— START OF Material for the task —
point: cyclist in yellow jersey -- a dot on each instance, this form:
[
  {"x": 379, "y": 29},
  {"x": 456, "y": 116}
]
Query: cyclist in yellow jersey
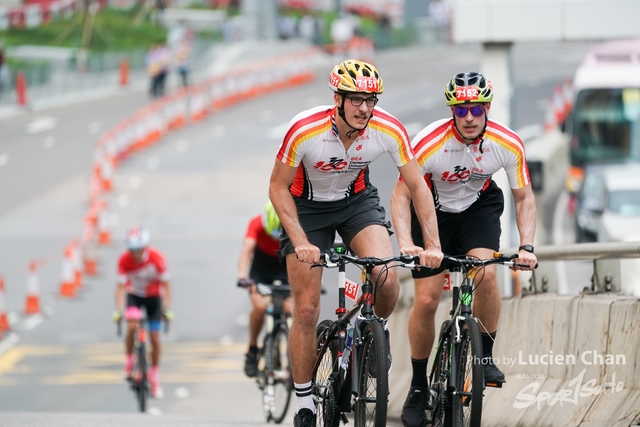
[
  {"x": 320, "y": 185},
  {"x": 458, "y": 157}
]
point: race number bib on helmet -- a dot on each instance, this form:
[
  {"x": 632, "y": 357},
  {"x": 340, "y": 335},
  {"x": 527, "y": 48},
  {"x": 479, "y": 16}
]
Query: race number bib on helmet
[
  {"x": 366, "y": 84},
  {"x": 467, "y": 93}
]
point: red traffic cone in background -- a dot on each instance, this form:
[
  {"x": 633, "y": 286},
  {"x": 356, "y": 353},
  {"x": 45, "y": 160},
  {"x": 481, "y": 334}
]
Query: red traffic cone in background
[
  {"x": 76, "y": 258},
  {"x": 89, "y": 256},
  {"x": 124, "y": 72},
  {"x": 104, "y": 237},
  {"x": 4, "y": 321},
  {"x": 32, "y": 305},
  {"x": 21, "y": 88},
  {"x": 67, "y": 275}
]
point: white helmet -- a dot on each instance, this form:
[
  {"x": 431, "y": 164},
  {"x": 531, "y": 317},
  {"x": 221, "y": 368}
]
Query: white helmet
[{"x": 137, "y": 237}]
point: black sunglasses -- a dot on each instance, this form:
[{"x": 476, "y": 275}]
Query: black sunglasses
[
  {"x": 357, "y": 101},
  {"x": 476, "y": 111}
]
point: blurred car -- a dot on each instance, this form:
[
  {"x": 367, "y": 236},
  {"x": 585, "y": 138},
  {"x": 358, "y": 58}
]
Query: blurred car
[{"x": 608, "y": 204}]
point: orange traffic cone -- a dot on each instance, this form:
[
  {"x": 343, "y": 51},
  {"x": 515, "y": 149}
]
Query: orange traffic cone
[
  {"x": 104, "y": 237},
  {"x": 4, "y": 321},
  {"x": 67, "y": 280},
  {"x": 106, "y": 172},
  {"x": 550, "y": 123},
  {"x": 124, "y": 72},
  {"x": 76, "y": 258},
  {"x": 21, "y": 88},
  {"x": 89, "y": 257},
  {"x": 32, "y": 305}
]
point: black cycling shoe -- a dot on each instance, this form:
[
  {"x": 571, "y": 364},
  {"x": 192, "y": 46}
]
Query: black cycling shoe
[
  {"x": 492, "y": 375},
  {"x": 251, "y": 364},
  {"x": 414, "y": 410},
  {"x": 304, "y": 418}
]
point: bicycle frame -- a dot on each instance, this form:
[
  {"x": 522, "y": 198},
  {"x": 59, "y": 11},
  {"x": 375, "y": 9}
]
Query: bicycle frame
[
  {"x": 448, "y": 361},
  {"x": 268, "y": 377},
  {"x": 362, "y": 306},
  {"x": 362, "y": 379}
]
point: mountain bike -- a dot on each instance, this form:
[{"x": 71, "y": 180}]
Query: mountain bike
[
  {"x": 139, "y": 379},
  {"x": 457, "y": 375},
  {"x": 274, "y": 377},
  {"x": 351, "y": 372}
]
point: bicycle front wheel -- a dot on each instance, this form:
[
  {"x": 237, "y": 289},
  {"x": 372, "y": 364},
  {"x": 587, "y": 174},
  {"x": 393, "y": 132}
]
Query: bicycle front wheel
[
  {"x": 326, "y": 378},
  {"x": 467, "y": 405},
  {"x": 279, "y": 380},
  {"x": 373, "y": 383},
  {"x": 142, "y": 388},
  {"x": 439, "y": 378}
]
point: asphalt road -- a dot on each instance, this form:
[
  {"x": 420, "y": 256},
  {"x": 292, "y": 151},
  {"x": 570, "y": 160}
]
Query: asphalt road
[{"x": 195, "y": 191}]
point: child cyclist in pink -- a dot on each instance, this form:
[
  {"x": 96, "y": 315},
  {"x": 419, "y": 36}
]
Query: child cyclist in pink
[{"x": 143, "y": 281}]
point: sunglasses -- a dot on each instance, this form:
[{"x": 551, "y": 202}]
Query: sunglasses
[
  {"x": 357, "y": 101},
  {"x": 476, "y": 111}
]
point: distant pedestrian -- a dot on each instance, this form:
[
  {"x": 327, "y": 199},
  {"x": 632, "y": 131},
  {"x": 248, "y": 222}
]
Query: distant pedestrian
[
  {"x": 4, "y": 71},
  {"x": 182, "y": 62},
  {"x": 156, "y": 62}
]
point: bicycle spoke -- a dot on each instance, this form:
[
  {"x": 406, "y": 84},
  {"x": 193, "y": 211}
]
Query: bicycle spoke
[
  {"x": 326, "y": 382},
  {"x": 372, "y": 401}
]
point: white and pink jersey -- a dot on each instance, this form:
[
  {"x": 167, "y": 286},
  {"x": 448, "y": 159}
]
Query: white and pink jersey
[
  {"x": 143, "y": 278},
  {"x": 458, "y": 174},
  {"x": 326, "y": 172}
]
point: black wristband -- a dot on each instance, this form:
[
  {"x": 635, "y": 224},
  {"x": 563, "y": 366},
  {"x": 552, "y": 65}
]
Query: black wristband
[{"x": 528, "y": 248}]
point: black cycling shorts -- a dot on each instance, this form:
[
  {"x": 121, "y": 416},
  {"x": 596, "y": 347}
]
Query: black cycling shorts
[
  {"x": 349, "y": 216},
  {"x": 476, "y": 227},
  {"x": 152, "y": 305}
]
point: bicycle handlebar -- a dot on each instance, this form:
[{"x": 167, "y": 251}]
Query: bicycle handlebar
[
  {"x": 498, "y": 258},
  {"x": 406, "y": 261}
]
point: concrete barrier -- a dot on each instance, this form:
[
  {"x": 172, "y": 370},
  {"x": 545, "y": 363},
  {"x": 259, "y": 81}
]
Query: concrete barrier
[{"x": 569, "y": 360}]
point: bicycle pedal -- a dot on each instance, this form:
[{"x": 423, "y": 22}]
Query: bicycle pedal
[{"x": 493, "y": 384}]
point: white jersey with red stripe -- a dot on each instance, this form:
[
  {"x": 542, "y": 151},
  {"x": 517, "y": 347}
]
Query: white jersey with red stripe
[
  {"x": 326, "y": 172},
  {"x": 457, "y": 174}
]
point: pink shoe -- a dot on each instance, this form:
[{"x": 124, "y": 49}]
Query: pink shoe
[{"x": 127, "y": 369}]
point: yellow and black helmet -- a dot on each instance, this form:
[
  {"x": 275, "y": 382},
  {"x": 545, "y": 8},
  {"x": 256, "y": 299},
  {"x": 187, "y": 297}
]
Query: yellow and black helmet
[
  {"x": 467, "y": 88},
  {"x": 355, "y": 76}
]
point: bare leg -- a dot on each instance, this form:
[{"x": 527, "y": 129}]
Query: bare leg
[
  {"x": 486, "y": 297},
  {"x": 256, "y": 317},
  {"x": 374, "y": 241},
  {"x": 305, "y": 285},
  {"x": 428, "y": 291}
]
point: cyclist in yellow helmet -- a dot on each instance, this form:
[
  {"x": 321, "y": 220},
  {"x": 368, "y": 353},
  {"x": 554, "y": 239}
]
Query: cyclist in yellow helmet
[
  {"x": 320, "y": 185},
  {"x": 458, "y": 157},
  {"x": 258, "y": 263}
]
— END OF Material for the task —
#### Your goal:
Copy all of the data above word for word, leaving out the pictures.

#### Task solution:
point: cyclist in yellow jersey -- a dot on each instance, this form:
[
  {"x": 379, "y": 29},
  {"x": 456, "y": 116}
]
Query: cyclist in yellow jersey
[
  {"x": 320, "y": 185},
  {"x": 458, "y": 157}
]
point: race number bib on helmet -- a dot on each instance, this form:
[
  {"x": 632, "y": 357},
  {"x": 340, "y": 335},
  {"x": 527, "y": 48},
  {"x": 479, "y": 16}
]
Query: race number bib on helmet
[
  {"x": 366, "y": 84},
  {"x": 467, "y": 93}
]
point: red traffic cone in background -- a dot on each instance, this form:
[
  {"x": 633, "y": 286},
  {"x": 356, "y": 353},
  {"x": 45, "y": 160},
  {"x": 481, "y": 334}
]
Query: red traffic cone in background
[
  {"x": 76, "y": 258},
  {"x": 89, "y": 256},
  {"x": 124, "y": 72},
  {"x": 104, "y": 237},
  {"x": 4, "y": 321},
  {"x": 32, "y": 305},
  {"x": 21, "y": 88},
  {"x": 67, "y": 275}
]
point: white helmet -- a dot on each instance, this form:
[
  {"x": 431, "y": 164},
  {"x": 531, "y": 317},
  {"x": 221, "y": 368}
]
Query: white helmet
[{"x": 137, "y": 237}]
point: black sunglasses -- a dot on each instance, this form:
[{"x": 476, "y": 275}]
Query: black sunglasses
[
  {"x": 357, "y": 101},
  {"x": 476, "y": 111}
]
point: blurred car -- a dot on each instance, this form:
[
  {"x": 367, "y": 236},
  {"x": 585, "y": 138},
  {"x": 358, "y": 58}
]
Query: blurred car
[{"x": 608, "y": 204}]
point: orange traffic cone -- a dot on each instance, this form:
[
  {"x": 343, "y": 51},
  {"x": 515, "y": 149}
]
Query: orange traffic cone
[
  {"x": 104, "y": 237},
  {"x": 4, "y": 321},
  {"x": 67, "y": 280},
  {"x": 106, "y": 172},
  {"x": 550, "y": 123},
  {"x": 124, "y": 72},
  {"x": 76, "y": 258},
  {"x": 21, "y": 88},
  {"x": 89, "y": 257},
  {"x": 32, "y": 305}
]
point: black cycling shoe -- a dot on each instance, this form:
[
  {"x": 571, "y": 364},
  {"x": 192, "y": 46}
]
Query: black cycling shoe
[
  {"x": 492, "y": 375},
  {"x": 251, "y": 364},
  {"x": 414, "y": 410},
  {"x": 304, "y": 418}
]
point: bicycle frame -- a dot on each instance, this form:
[
  {"x": 522, "y": 198},
  {"x": 59, "y": 11},
  {"x": 375, "y": 9}
]
Query: bicycle frame
[
  {"x": 448, "y": 361},
  {"x": 268, "y": 377},
  {"x": 362, "y": 306},
  {"x": 362, "y": 379}
]
point: mountain bike -- a dot on each instance, this form:
[{"x": 71, "y": 180}]
Query: mountain bike
[
  {"x": 139, "y": 379},
  {"x": 457, "y": 375},
  {"x": 274, "y": 377},
  {"x": 351, "y": 372}
]
point: bicycle front wheel -- a dot on each instance, this form:
[
  {"x": 237, "y": 289},
  {"x": 372, "y": 364},
  {"x": 587, "y": 174},
  {"x": 393, "y": 132}
]
Query: bicycle front wheel
[
  {"x": 326, "y": 378},
  {"x": 467, "y": 405},
  {"x": 279, "y": 380},
  {"x": 373, "y": 383},
  {"x": 142, "y": 388},
  {"x": 439, "y": 378}
]
point: asphalt road -- a dot on each instance, this form:
[
  {"x": 420, "y": 256},
  {"x": 292, "y": 151},
  {"x": 570, "y": 160}
]
Query: asphalt road
[{"x": 195, "y": 191}]
point: child cyclist in pink -- a dot on each instance, this form:
[
  {"x": 96, "y": 315},
  {"x": 419, "y": 36}
]
Query: child cyclist in pink
[{"x": 143, "y": 281}]
point: sunglasses -- a dot on each instance, this form:
[{"x": 551, "y": 202}]
Query: sunglasses
[
  {"x": 357, "y": 101},
  {"x": 476, "y": 111}
]
point: distant pedestrian -- a dot on each instance, this form:
[
  {"x": 327, "y": 199},
  {"x": 632, "y": 131},
  {"x": 248, "y": 222}
]
Query: distant pedestrian
[
  {"x": 4, "y": 71},
  {"x": 182, "y": 62},
  {"x": 156, "y": 62}
]
point: bicycle spoke -- a dot on each instance, this form:
[
  {"x": 406, "y": 84},
  {"x": 193, "y": 211}
]
Query: bicycle spoke
[
  {"x": 326, "y": 382},
  {"x": 372, "y": 401}
]
point: white and pink jersey -- a dot on each instance, this form:
[
  {"x": 167, "y": 286},
  {"x": 448, "y": 159}
]
Query: white and pink jersey
[
  {"x": 143, "y": 278},
  {"x": 458, "y": 174},
  {"x": 326, "y": 172}
]
point: black wristband -- a dot on each instance, this form:
[
  {"x": 635, "y": 224},
  {"x": 563, "y": 366},
  {"x": 552, "y": 65}
]
Query: black wristband
[{"x": 528, "y": 248}]
point: black cycling shorts -- a dot on each instance, this form:
[
  {"x": 121, "y": 416},
  {"x": 596, "y": 347}
]
Query: black cycling shorts
[
  {"x": 349, "y": 216},
  {"x": 476, "y": 227},
  {"x": 152, "y": 305}
]
point: bicycle handlebar -- a dot on each instance, this form:
[{"x": 167, "y": 251}]
Query: bicycle handlebar
[
  {"x": 498, "y": 258},
  {"x": 406, "y": 261}
]
point: concrete barrier -- a dot on each instance, this form:
[
  {"x": 172, "y": 370},
  {"x": 545, "y": 363},
  {"x": 259, "y": 81}
]
Query: concrete barrier
[{"x": 569, "y": 360}]
point: bicycle pedal -- a dot on each instance, this form:
[{"x": 423, "y": 22}]
Query: bicycle pedal
[{"x": 493, "y": 384}]
point: white jersey with red stripe -- a dot on each instance, this form:
[
  {"x": 542, "y": 151},
  {"x": 517, "y": 347}
]
Query: white jersey with red stripe
[
  {"x": 326, "y": 172},
  {"x": 457, "y": 174}
]
point: pink shoe -- a dot on each instance, this form:
[{"x": 124, "y": 49}]
Query: pink shoe
[{"x": 127, "y": 369}]
point: yellow and black helmet -- a dot on each instance, this form:
[
  {"x": 275, "y": 382},
  {"x": 545, "y": 8},
  {"x": 256, "y": 299},
  {"x": 187, "y": 297}
]
Query: yellow and black helmet
[
  {"x": 467, "y": 88},
  {"x": 355, "y": 76}
]
point: bare leg -- a dot on each instance, this form:
[{"x": 527, "y": 129}]
Query: bare leg
[
  {"x": 486, "y": 297},
  {"x": 256, "y": 317},
  {"x": 374, "y": 241},
  {"x": 305, "y": 285},
  {"x": 428, "y": 291}
]
point: cyclist in yellow helmet -- a dot on each instance, this form:
[
  {"x": 321, "y": 220},
  {"x": 368, "y": 353},
  {"x": 554, "y": 239}
]
Query: cyclist in yellow helmet
[
  {"x": 320, "y": 185},
  {"x": 458, "y": 157},
  {"x": 258, "y": 263}
]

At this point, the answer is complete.